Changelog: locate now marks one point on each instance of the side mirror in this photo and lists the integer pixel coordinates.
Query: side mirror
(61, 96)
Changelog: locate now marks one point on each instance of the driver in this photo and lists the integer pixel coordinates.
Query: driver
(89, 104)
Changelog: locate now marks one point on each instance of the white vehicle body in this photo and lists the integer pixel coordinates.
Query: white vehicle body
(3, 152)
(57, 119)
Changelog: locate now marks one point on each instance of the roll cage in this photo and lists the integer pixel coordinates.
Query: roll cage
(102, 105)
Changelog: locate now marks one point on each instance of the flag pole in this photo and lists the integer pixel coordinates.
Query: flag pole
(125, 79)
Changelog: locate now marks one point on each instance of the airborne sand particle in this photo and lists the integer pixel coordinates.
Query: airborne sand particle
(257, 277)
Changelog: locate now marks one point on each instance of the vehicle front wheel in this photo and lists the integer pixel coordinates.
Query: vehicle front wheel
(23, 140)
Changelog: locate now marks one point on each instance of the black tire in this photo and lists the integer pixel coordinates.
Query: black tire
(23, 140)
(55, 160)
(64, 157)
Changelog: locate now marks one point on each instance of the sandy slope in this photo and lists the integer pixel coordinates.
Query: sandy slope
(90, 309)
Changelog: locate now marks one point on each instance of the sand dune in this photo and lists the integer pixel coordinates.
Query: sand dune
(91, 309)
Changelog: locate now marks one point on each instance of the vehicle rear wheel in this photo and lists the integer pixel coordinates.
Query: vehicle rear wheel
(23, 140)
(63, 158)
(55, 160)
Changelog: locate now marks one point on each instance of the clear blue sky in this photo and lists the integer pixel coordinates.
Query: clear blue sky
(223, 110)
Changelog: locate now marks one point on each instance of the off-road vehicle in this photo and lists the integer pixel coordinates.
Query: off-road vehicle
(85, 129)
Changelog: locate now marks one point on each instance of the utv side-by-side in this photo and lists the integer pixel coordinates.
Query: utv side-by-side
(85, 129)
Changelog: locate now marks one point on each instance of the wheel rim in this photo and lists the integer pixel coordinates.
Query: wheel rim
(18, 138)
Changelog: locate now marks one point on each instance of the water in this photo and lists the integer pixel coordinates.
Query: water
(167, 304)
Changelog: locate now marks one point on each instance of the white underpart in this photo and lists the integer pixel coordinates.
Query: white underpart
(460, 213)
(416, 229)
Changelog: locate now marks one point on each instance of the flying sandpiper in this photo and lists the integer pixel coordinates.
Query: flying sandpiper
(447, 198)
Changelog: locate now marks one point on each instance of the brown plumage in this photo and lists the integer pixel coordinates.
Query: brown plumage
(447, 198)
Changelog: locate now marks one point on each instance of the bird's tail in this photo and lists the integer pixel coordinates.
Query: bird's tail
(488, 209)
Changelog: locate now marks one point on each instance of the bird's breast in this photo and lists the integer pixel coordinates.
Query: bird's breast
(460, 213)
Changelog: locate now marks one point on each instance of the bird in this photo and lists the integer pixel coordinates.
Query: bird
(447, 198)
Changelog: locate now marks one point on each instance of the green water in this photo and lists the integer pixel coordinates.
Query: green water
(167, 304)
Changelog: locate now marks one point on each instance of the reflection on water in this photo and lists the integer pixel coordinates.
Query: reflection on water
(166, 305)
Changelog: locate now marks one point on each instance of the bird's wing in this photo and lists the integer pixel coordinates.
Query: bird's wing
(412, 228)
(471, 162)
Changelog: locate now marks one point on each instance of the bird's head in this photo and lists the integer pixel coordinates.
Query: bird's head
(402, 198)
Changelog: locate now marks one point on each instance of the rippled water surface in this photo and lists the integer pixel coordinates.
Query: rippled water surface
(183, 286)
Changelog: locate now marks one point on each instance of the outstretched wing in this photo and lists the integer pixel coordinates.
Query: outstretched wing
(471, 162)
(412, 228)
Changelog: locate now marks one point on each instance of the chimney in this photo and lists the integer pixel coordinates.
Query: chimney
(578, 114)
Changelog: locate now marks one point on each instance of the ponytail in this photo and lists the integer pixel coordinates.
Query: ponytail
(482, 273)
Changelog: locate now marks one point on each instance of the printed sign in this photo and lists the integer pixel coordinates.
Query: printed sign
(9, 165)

**********

- [WHAT IS EXPECTED] Every entry should be restated word for word.

- [YOUR SOLUTION]
Changelog: locate now marks one point on each instance of the side mirror in this photo and lists the integer pixel coordinates.
Query: side mirror
(61, 96)
Changelog: locate now marks one point on each instance of the driver in this photo and lists the integer pixel coordinates.
Query: driver
(89, 104)
Changelog: locate now marks one point on each instance of the white vehicle body in this photo and lists the integer pixel coordinates.
Query: white vehicle body
(3, 152)
(57, 119)
Changelog: locate now marks one point on each instance of the roll cage in this photo and lists the integer pixel coordinates.
Query: roll cage
(102, 105)
Changelog: locate now marks one point on each instance of the flag pole in this photo and lists the integer pixel coordinates.
Query: flag pole
(125, 79)
Changelog: locate now marks one point on each instance of the airborne sand particle in this photo and lists the integer pixel coordinates.
Query: airborne sand particle
(257, 277)
Changelog: locate now marks one point on each instance of the vehicle front wheel in this photo and lists the integer pixel coordinates.
Query: vehicle front wheel
(23, 140)
Changelog: locate now marks one point on each instance of the black tire in this photo and lists the integer pixel coordinates.
Query: black tire
(23, 140)
(55, 160)
(64, 157)
Changelog: locate now marks one point on each instance of the sandy slope in this photo and lists the integer pixel coordinates.
Query: sandy slope
(90, 309)
Changelog: locate now marks one point on each instance of the sand dune in this photo and lists the integer pixel coordinates.
Query: sand dune
(91, 309)
Changelog: locate now marks one point on each instance of the vehicle rear wheel in this photo and lists the integer pixel coordinates.
Query: vehicle rear wheel
(23, 140)
(63, 158)
(55, 160)
Changelog: locate now marks one point on each instance of the clear blue sky in this photo and lists the integer pixel coordinates.
Query: clear blue sky
(223, 110)
Changelog: locate now marks one point on each instance of the off-road vehicle in this photo and lists the integer pixel coordinates.
Query: off-road vehicle
(85, 129)
Changelog: locate now marks one point on each instance of the utv side-by-side in this photo and lists the integer pixel coordinates.
Query: utv side-by-side
(85, 129)
Changelog: locate now marks one point on each instance of the wheel rim in this photo and lists the integer pixel coordinates.
Query: wheel rim
(18, 138)
Changelog: locate now marks one point on each instance of the water in this photo and lists the integer pixel coordinates.
Query: water
(167, 304)
Changelog: locate now marks one point on each instance of the white underpart in this photo and lists the integer pixel coordinates.
Query: white underpart
(460, 213)
(416, 229)
Changelog: locate now marks one point on each instance of the flying sandpiper in this photo and lists the integer pixel coordinates.
Query: flying sandpiper
(447, 198)
Changelog: locate now marks one point on each instance of the brown plumage in this photo and lists the integer pixel coordinates.
Query: brown plumage
(447, 198)
Changelog: locate now marks one point on each instance of the bird's tail in this photo and lists the integer pixel coordinates.
Query: bird's tail
(488, 209)
Changelog: locate now marks one point on each instance of the bird's breast in this photo and lists the integer pixel coordinates.
Query: bird's breast
(460, 213)
Changelog: locate now marks one point on each instance of the bird in this photo and lists the integer pixel coordinates.
Query: bird
(447, 198)
Changelog: locate now marks one point on each instance of the green water in this photo and lists the integer pixel coordinates.
Query: green water
(167, 304)
Changelog: locate now marks one point on each instance of the reflection on water in this photo and lists the integer pixel coordinates.
Query: reflection on water
(166, 305)
Changelog: locate now marks one point on each instance of the bird's wing in this photo and lists the integer pixel coordinates.
Query: bird's wing
(412, 228)
(471, 162)
Changelog: locate now marks one point on each instance of the bird's head in this photo and lists the integer pixel coordinates.
Query: bird's head
(402, 198)
Changelog: locate now marks one point on each instance of the rippled water surface in this photo and lists the integer pixel coordinates.
Query: rippled water surface
(183, 286)
Changelog: locate now marks one point on each instance of the outstretched wing in this photo and lists the integer pixel coordinates.
Query: outstretched wing
(471, 162)
(412, 228)
Changelog: locate now marks one point on each instance of the chimney in this photo and lists the integer pixel coordinates.
Query: chimney
(578, 114)
Changelog: locate now marks one point on each instance of the ponytail in this photo and lists the integer pixel coordinates.
Query: ponytail
(482, 273)
Changelog: locate now marks one point on each instance of the printed sign in this photo and lists the integer pixel coordinates.
Query: printed sign
(9, 165)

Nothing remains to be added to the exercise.